LinuxQuestions.org
Latest LQ Deal: Latest LQ Deals
Home Forums Tutorials Articles Register
Go Back   LinuxQuestions.org > Forums > Non-*NIX Forums > Programming
User Name
Password
Programming This forum is for all programming questions.
The question does not have to be directly related to Linux and any language is fair game.

Notices


Reply
  Search this Thread
Old 12-26-2004, 04:36 AM   #1
leonidg
Member
 
Registered: Dec 2004
Posts: 73

Rep: Reputation: 15
Strange performance


Hello.
I am using fedora core 1, programming a large system in c++.
Recently I have noticed that one part of my program is taking too much time, and I have no idea how to fix it. The part is responsible for making difference image between 2 images.
The code is:
-------------------------------------------------------------------------
void
Frame::MakeDiff() {
//substract frame1 from frame 0
int w,h,bpp;
int i,len;
unsigned short *s0,*s1, *sd;

mFr0->GetSizes(w,h,bpp);//w=640, h=480, bpp=12
len = w*h;
s0 = (unsigned short*)mFr0->GetPtr();//pointer to im1 data
s1 = (unsigned short*)mFr1->GetPtr(); pointer to im2 data
sd = (unsigned short*)mFrD->GetPtr();pointer to im dif data
for (i=0; i<len; i++,s0++,s1++,sd++)
*sd = *s0 - *s1;
}
-------------------------------------------------------------------------
running the code takes 10 msec.
If I change last 2 lines of the function to:
-------------------------------------------------------------------------
for(i=0; i<len; i++)
sd[i] = s0[i] - s1[i];
-------------------------------------------------------------------------
the function takes 4 msec. It is strange for me too, because seems that the same job is done.

*Dataset content:*
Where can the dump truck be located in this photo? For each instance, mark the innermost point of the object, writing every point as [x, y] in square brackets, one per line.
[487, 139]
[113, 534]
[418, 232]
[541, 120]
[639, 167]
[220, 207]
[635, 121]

---

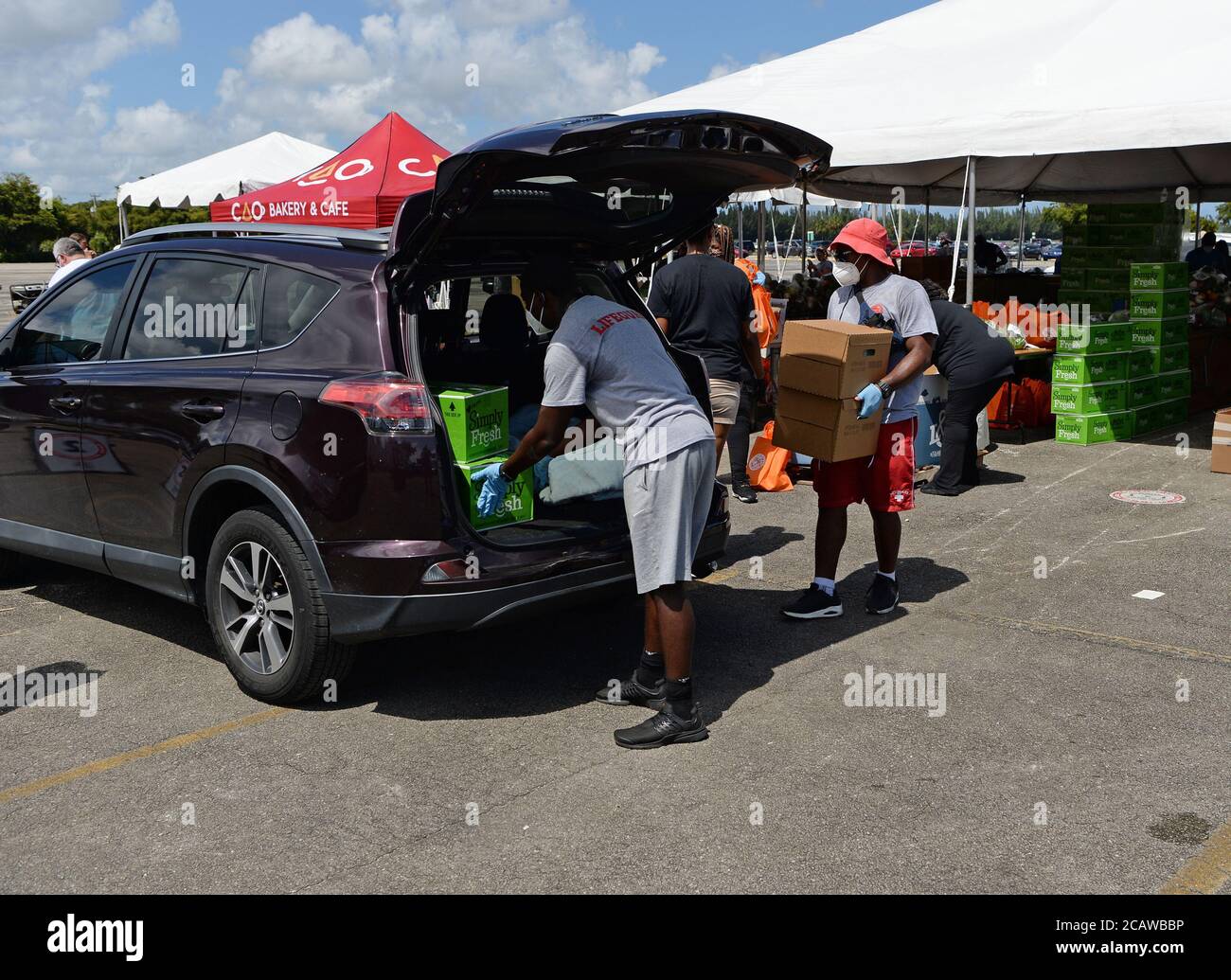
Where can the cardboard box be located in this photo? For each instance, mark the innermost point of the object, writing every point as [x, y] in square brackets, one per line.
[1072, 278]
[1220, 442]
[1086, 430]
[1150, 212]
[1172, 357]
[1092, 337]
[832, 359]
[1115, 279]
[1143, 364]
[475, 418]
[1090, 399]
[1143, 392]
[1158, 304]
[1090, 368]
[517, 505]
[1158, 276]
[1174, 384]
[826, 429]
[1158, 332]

*Problem to solve:* Copy out the entire C++ performance thread word for word. The data can be left aside.

*Solution to this task:*
LinuxQuestions.org
Latest LQ Deal: Latest LQ Deals
Home Forums Tutorials Articles Register
Go Back   LinuxQuestions.org > Forums > Non-*NIX Forums > Programming
User Name
Password
Programming This forum is for all programming questions.
The question does not have to be directly related to Linux and any language is fair game.

Notices


Reply
  Search this Thread
Old 12-26-2004, 04:36 AM   #1
leonidg
Member
 
Registered: Dec 2004
Posts: 73

Rep: Reputation: 15
Strange performance


Hello.
I am using fedora core 1, programming a large system in c++.
Recently I have noticed that one part of my program is taking too much time, and I have no idea how to fix it. The part is responsible for making difference image between 2 images.
The code is:
-------------------------------------------------------------------------
void
Frame::MakeDiff() {
//substract frame1 from frame 0
int w,h,bpp;
int i,len;
unsigned short *s0,*s1, *sd;

mFr0->GetSizes(w,h,bpp);//w=640, h=480, bpp=12
len = w*h;
s0 = (unsigned short*)mFr0->GetPtr();//pointer to im1 data
s1 = (unsigned short*)mFr1->GetPtr(); pointer to im2 data
sd = (unsigned short*)mFrD->GetPtr();pointer to im dif data
for (i=0; i<len; i++,s0++,s1++,sd++)
*sd = *s0 - *s1;
}
-------------------------------------------------------------------------
running the code takes 10 msec.
If I change last 2 lines of the function to:
-------------------------------------------------------------------------
for(i=0; i<len; i++)
sd[i] = s0[i] - s1[i];
-------------------------------------------------------------------------
the function takes 4 msec. It is strange for me too, because seems that the same job is done.